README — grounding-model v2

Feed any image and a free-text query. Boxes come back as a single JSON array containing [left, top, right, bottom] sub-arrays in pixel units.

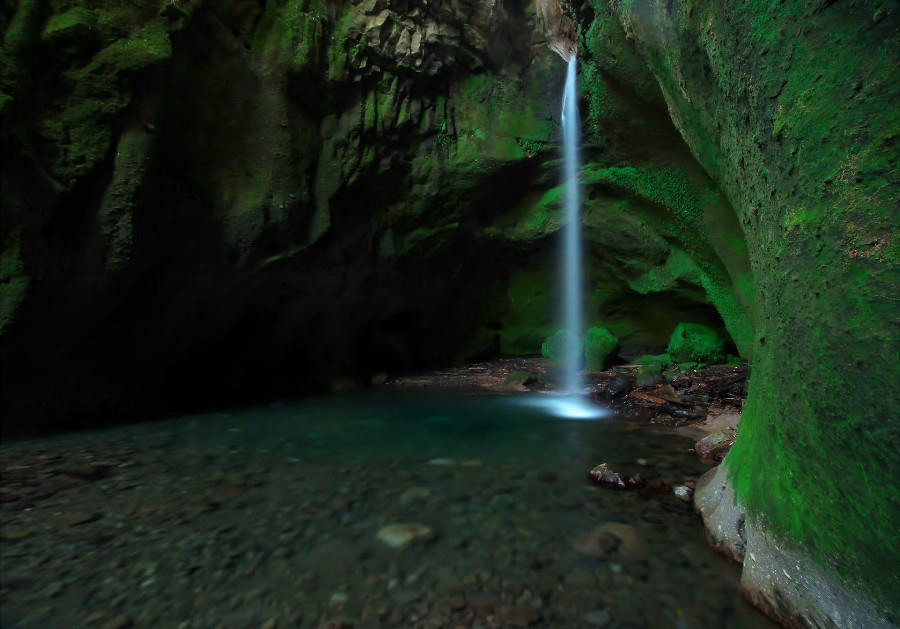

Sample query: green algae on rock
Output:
[[666, 322, 725, 364], [584, 326, 619, 371]]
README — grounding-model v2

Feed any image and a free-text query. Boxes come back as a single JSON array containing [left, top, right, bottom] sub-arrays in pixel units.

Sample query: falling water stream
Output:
[[528, 55, 608, 419], [562, 55, 583, 396]]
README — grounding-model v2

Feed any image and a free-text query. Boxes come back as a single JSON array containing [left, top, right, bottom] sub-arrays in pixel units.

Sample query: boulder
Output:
[[667, 322, 725, 363]]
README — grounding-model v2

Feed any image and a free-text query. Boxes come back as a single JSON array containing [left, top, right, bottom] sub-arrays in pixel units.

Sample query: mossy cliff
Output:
[[0, 0, 752, 431], [0, 0, 900, 621], [580, 0, 900, 622]]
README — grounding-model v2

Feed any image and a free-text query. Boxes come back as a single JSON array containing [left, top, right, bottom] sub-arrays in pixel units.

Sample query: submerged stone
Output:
[[375, 522, 434, 550], [584, 327, 619, 371]]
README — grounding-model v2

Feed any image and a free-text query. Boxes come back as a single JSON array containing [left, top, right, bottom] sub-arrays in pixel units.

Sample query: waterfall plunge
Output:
[[562, 55, 584, 395]]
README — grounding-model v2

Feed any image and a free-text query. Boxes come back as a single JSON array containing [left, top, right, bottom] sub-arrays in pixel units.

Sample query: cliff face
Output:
[[0, 0, 750, 431], [580, 1, 900, 626], [0, 0, 900, 624]]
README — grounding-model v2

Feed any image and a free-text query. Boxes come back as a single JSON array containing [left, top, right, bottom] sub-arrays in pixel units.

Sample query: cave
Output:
[[0, 0, 900, 629]]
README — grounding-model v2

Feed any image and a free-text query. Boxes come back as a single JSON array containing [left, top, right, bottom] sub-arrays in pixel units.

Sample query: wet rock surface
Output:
[[0, 394, 768, 629], [382, 357, 748, 432]]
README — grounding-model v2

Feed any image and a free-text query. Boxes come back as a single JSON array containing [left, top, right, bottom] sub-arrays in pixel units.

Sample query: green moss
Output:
[[666, 323, 725, 363], [634, 354, 673, 369], [600, 0, 900, 622], [541, 330, 569, 366], [41, 7, 96, 44], [0, 236, 30, 335], [584, 327, 619, 371]]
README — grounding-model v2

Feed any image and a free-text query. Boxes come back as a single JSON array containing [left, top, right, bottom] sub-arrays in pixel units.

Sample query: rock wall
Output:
[[0, 0, 749, 434], [0, 0, 900, 625], [579, 0, 900, 626]]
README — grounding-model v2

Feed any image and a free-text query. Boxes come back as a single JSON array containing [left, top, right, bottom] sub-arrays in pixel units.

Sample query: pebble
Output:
[[584, 609, 612, 627], [572, 531, 617, 557], [375, 522, 434, 550], [428, 458, 456, 467], [103, 614, 134, 629], [447, 594, 466, 612], [66, 511, 102, 526], [400, 487, 431, 504], [499, 605, 541, 627], [597, 522, 647, 559], [0, 529, 34, 542]]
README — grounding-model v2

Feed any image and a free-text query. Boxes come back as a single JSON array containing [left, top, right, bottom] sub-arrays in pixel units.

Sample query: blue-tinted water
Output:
[[0, 394, 768, 628]]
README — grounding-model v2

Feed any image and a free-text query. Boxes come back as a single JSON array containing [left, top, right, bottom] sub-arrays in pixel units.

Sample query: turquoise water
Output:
[[0, 394, 770, 628]]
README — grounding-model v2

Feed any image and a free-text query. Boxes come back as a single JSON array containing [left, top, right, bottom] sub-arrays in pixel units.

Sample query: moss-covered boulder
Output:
[[584, 327, 619, 371], [667, 322, 725, 363], [541, 329, 569, 366]]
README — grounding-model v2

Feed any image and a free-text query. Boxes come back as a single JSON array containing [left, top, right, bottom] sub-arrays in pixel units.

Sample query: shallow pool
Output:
[[0, 393, 771, 629]]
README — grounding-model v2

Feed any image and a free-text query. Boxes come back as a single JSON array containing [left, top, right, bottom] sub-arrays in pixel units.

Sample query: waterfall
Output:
[[562, 55, 584, 395]]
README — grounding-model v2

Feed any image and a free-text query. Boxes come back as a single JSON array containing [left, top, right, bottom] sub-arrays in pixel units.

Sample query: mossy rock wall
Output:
[[0, 0, 748, 430], [582, 0, 900, 622]]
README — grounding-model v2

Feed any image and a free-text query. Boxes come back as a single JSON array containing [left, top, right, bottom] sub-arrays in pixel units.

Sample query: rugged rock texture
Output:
[[694, 463, 895, 629], [0, 0, 750, 433], [579, 0, 900, 626], [0, 0, 900, 624]]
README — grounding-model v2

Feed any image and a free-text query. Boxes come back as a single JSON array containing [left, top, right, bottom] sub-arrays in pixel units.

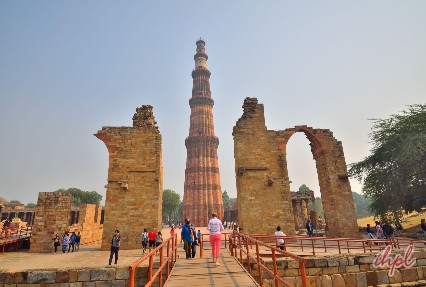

◆ ◆ ◆

EXERCISE INSTRUCTIONS →
Can you rewrite the whole listing above as a numbered list, one line per item, with the blank lines dropped and the pictures left out?

FINAL RESULT →
1. README — grounding-model v2
2. Feed any image and a free-text query. Boxes come back as a single JSON array containing [left, top, right, bottom] sub-arrays in pixel units.
3. Sample query: green algae on rock
4. Output:
5. [[666, 322, 725, 364], [584, 326, 619, 371]]
6. README — grounding-model v2
7. Feed any image and a free-text query. Boxes come back as a single JSON array containing [left, top, right, bottom] sub-arrays in pixel units.
8. Sample query: falling water stream
9. Output:
10. [[528, 55, 608, 419], [562, 55, 583, 396]]
11. README — grounding-model v2
12. Feed any image and a free-text query. Boxes come back as a single JSON array containing [left, top, right, bottom] sub-arrays in pixel units.
13. Sample query: boulder
14. Output:
15. [[667, 322, 725, 363]]
16. README — grounding-model v2
17. Feed any image and a free-text query. Boxes come back as a single JSON array containing [left, top, right, bottom] sub-arrays in pixel units.
18. Sample query: mossy cliff
19. Output:
20. [[0, 0, 752, 431], [0, 0, 900, 621], [580, 0, 900, 622]]
21. README — grounding-model v2
22. Feed any image and a free-text query. Boxes come back as a single JSON array containing [left, top, right, bottom] sub-arrays in pixel units.
23. Sample query: submerged stone
24. Output:
25. [[375, 522, 434, 550], [584, 327, 619, 371]]
26. README — grounding-model v2
27. Feed any image and a free-text query. Boxes come back as a single JSON array containing [left, top, right, bottom] sub-arrays in pixel units.
28. Sample query: waterfall plunge
29. Output:
30. [[562, 55, 584, 395]]
31. README — grounding-model v2
32. Feed any image and a free-text query. Boxes come back as a single JSON array containing [left, top, right, bottom] sub-arrays in pixel units.
33. Sample query: cliff face
34. Output:
35. [[0, 0, 750, 431], [580, 1, 900, 626], [0, 0, 900, 624]]
36. README — grounding-model v2
37. Feed any image and a free-text query. Boxes come back as a single JSON array containing [left, top, right, bottom] sub-arrays in pixel units.
38. Sample query: cave
39. Output:
40. [[0, 0, 900, 629]]
41. README — grounding-model v2
42. Feed any image and a free-text query. Boxes come back as a single JSON array containing [left, top, right, bottom] sub-arrays in pixel units.
43. Sample query: wet rock surface
44. Output:
45. [[0, 394, 768, 629], [382, 357, 748, 432]]
46. README — grounding-model v2
47. Feed any image and a free-text query. Boxes come back as a single JSON array containing [left, top, right, bottom] sub-arrays in pixel units.
48. Sample query: green moss
49. Output:
50. [[666, 323, 725, 363], [634, 354, 673, 369], [600, 0, 900, 622], [541, 330, 569, 366], [41, 7, 96, 44], [0, 236, 30, 335], [584, 327, 619, 371]]
51. README — grounding-model v2
52. Feed any image and a free-text query. Boxes come back as a single JSON array containing [left, top, right, bottom] sub-arrays in pixel units.
53. Sample query: rock wall
54. Output:
55. [[0, 0, 749, 434], [0, 0, 900, 625], [579, 0, 900, 626]]
56. README — grounding-model v2
57. Feed any image and a free-text query. Boxes come back as a single JSON array containing [left, top, right, bottom] sub-arrays in pixel units.
58. Sample query: pebble
59. Output:
60. [[584, 609, 612, 627], [572, 531, 617, 557], [375, 522, 434, 550], [428, 458, 456, 467], [103, 614, 134, 629], [447, 594, 466, 612], [66, 511, 102, 526], [400, 487, 431, 504], [499, 605, 541, 627], [597, 522, 647, 559], [0, 529, 34, 542]]
61. README — grounding-model v2
62. Feed any image and a free-text query. Boxes come back as a single JSON array containing [left, top, right, bottom] sub-arrays in pixel units.
63. Sample query: blue-tinted water
64. Output:
65. [[0, 394, 768, 628]]
66. README — grounding-model v2
67. Feed any image and a free-text query. Boxes come back as a single JSON array containing [left, top, right, bottom] sub-arrays in pixel units.
68. Sample query: turquoise water
69. Output:
70. [[0, 394, 770, 628]]
71. README — grounding-model v2
72. Feed any image and a free-text query. Boxes come back as a single JSON array containing [left, top, right, bottom] sub-arrays in pixel units.
73. Sample query: moss-covered boulder
74. Output:
75. [[584, 327, 619, 371], [667, 322, 725, 363], [541, 329, 569, 366]]
76. README — grounding-model v2
77. Feed any image and a free-text query. Boxes come back as a single JSON array containing [left, top, right, bottom] sub-arrays in pixel units.
78. Sample query: shallow pool
79. Output:
80. [[0, 393, 771, 629]]
81. README — grounding-model v2
82. Feed any image and a free-text query. Boxes come back as a single JSON array containing [left, top, right, bottom] sub-arrays in pixel units.
83. Sample query: waterfall
84. Output:
85. [[562, 55, 584, 395]]
86. README — grounding-model v2
87. Feed any image and a free-text query. Boxes come back as a single JSON array containing [left, top, right, bottom] sub-arrays in pixel units.
88. Sample query: mossy rock wall
89. Output:
90. [[0, 0, 748, 430], [582, 0, 900, 622]]
91. README — grounding-model v2
92. Feed any image and a free-text query. Boxes come back as a single JSON array containing [left, top, right, bottom] sub-arrays in pixel units.
93. Sample query: rugged rock texture
94. Output:
95. [[694, 463, 895, 629], [0, 0, 750, 433], [579, 0, 900, 626], [0, 0, 900, 624]]
96. README — grounding-model v2
97. Feed any image and a free-text query. Boxes come back as a single JSON array containing [left, top, right, bottom] sub-arrays in pixel units.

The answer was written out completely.